§ What the task requires
Apart from the pictures, reproduce the data below exactly as it stands.

Content starts

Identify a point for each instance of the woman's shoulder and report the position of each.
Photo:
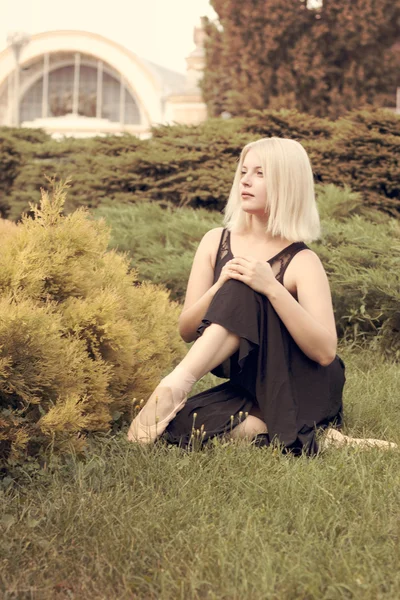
(305, 262)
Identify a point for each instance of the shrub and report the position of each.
(359, 248)
(79, 337)
(194, 165)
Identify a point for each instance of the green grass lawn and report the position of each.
(230, 522)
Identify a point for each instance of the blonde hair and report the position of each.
(289, 183)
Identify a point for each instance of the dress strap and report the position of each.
(223, 246)
(283, 259)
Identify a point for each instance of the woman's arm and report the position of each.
(200, 289)
(310, 320)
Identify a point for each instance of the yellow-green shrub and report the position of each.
(79, 336)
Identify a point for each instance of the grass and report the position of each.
(230, 522)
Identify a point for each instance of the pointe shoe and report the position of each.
(333, 437)
(147, 434)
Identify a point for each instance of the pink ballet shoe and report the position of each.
(148, 433)
(333, 437)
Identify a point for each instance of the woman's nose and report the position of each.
(245, 180)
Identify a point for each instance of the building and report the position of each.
(82, 84)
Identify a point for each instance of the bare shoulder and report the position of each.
(211, 241)
(305, 265)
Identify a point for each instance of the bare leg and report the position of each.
(211, 349)
(334, 438)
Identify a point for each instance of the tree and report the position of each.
(278, 53)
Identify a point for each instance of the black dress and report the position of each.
(295, 394)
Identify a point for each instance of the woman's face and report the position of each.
(252, 185)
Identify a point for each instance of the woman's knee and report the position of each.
(249, 428)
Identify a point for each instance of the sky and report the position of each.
(159, 30)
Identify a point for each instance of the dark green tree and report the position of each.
(279, 53)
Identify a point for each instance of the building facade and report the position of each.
(82, 84)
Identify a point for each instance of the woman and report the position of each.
(259, 306)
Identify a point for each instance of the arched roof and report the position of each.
(144, 81)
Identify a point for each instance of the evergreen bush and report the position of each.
(80, 338)
(359, 248)
(194, 165)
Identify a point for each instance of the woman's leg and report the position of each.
(211, 349)
(335, 438)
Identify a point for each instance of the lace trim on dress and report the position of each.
(224, 247)
(281, 262)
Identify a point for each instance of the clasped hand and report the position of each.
(255, 273)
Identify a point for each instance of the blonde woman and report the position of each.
(258, 306)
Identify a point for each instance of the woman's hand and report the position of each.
(255, 273)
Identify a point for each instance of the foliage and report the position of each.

Content ends

§ Task answer
Identify a point for each instance of the woman's shoulder and report the position of each.
Photo:
(305, 262)
Identify a point for each instance of the shrub and report the position of each.
(359, 248)
(79, 337)
(194, 165)
Identify a point for each instance of the green grass lawn and report the position of each.
(230, 522)
Identify a point for each instance of the blonde hair and report the position of each.
(289, 183)
Identify a point for each instance of the dress strap and report the position of each.
(223, 246)
(283, 259)
Identify a point for each instance of the woman's arm and report the position of each.
(200, 289)
(310, 320)
Identify a point for each instance of the yellow-green shrub and report the position of each.
(79, 336)
Identify a point for each instance of the grass and report the position of each.
(230, 522)
Identify a point for each instance of the pointe shoe and report the position of each.
(333, 437)
(147, 434)
Identify a point for each instance of the pink ballet shoe and report the position of each.
(148, 433)
(333, 437)
Identify a point for each instance of the woman's nose and report the position of each.
(245, 180)
Identify a point for each instance of the building and report the position of each.
(82, 84)
Identify a point for each instance of the bare shoulder and report the position of each.
(211, 241)
(305, 265)
Identify a point for each instance of the bare leg and report the position of each.
(211, 349)
(334, 438)
Identify a point for each instance of the tree and report the position of each.
(278, 53)
Identify a point for each instance of the black dress and report the position of each.
(295, 394)
Identify a point for each instance of the woman's face and report the position of each.
(252, 185)
Identify a point for each instance of the woman's knee and report the position of each.
(249, 428)
Identify a point for each instance of the sky and report the position of each.
(159, 30)
Identify a point for each instance of the dark green tree and report the position of each.
(279, 53)
Identify a point for each instance of the building facade and report the position of each.
(82, 84)
Identify a point for each instance of the woman and report the position of each.
(259, 306)
Identify a point for each instance of the arched roof and report the position of each.
(144, 81)
Identify a point for each instance of the evergreen bush and report the position of each.
(80, 338)
(359, 248)
(194, 165)
Identify a point for each instance of the woman's leg and report the position of each.
(211, 349)
(335, 438)
Identify a point for each instance of the lace trim on dress and report the position of each.
(224, 247)
(281, 262)
Identify a point for each instance of the clasped hand and report the position of each.
(255, 273)
Identify a point for each instance of the blonde woman and report the position of each.
(258, 306)
Identify a point for each instance of the woman's hand and report the position of each.
(255, 273)
Identify a point for each instance of the foliage and report the position of each.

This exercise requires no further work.